## Begin THE INPUT

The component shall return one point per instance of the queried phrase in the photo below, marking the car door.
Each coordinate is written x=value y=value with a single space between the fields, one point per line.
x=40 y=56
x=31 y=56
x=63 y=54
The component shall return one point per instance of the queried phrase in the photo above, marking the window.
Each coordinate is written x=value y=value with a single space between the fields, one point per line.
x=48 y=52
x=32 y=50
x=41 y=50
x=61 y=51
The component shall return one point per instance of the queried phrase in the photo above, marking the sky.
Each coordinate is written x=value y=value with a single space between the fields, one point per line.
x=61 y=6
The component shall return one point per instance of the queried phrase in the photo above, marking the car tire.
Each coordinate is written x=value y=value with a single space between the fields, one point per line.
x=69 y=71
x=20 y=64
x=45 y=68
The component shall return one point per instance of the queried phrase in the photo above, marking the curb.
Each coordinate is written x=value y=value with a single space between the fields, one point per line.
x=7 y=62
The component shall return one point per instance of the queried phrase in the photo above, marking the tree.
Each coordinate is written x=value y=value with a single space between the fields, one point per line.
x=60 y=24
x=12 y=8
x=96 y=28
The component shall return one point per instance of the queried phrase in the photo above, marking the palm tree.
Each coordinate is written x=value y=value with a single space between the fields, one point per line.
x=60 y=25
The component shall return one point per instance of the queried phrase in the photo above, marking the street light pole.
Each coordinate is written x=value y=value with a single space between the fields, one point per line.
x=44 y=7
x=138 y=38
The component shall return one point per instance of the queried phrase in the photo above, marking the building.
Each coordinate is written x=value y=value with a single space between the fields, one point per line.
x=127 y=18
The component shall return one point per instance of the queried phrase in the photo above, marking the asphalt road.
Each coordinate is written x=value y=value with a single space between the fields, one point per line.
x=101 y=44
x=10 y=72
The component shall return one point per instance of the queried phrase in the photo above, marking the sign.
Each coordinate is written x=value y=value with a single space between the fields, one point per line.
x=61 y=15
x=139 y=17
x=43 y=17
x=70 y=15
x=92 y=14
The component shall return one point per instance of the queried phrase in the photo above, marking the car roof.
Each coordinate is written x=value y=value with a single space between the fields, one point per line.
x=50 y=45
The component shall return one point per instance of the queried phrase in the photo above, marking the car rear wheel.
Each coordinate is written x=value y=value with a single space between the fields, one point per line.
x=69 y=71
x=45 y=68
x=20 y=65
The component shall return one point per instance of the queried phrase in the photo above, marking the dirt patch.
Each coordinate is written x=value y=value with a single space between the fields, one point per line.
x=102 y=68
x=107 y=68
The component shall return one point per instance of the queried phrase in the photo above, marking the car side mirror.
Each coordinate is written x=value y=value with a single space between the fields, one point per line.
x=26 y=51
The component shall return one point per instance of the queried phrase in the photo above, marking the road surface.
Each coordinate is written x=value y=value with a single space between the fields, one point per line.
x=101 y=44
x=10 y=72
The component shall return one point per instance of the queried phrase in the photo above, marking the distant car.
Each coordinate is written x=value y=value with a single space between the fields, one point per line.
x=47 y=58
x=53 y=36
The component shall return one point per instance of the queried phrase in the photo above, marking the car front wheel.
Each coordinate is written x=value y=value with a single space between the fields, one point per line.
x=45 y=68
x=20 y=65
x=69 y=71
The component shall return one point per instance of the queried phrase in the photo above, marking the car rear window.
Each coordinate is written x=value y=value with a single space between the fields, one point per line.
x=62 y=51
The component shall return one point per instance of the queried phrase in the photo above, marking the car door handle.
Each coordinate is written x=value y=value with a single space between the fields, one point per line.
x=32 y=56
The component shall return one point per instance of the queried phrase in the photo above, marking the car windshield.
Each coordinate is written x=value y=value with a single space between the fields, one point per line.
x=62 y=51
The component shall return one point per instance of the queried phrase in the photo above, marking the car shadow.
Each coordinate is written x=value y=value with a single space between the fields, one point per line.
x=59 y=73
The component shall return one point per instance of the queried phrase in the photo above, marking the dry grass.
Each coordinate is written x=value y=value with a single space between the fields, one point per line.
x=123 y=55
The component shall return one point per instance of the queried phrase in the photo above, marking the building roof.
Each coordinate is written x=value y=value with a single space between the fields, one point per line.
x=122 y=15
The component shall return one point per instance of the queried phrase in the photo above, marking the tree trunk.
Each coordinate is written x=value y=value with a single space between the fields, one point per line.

## End THE INPUT

SET TASK
Reproduce only the lines running from the one that contains "the distant car." to the last line of the records.

TASK ANSWER
The component shall return one point per instance of the queried phrase in the photo above, marking the distant car.
Each coordinate is written x=value y=value with a single space between the fields, one point per line.
x=47 y=58
x=53 y=36
The component shall return one point per instance of the queried phrase in the photo above, marking the car front wheel.
Each coordinate is written x=value y=value with a single space between the fields, one point per line.
x=45 y=68
x=20 y=65
x=69 y=71
The component shall return one point per instance of the queried phrase in the photo above, marking the car rear window.
Each coordinate is written x=value y=value with a single space between the fields, one point per line.
x=62 y=51
The component shall return one point per instance of the queried phrase in the photo above, marking the car door handle.
Each coordinate is written x=value y=value with a single space between the fields, one point per line.
x=32 y=56
The component shall return one point per instance of the queried phrase in the photo above, marking the car windshield.
Each coordinate is written x=value y=value with a single space between the fields, one point per line.
x=62 y=51
The component shall return one point per instance of the queried phrase in the photo above, marking the car shadow.
Each coordinate is written x=value y=value with a single space between the fields, one point per line.
x=59 y=73
The component shall return one point per instance of the queried phrase in the photo above, marking the dry grass.
Each coordinate is written x=value y=value with a single space between the fields, one point per line.
x=123 y=55
The component shall return one point per instance of the queried phrase in the photo above, marking the building roof.
Each coordinate is written x=value y=value with a single space between the fields, one point per line.
x=122 y=15
The component shall return one point per instance of the queried phrase in the photo above, marking the tree trunk.
Each coordinate is written x=value y=value with a single space between the fields, one point per line.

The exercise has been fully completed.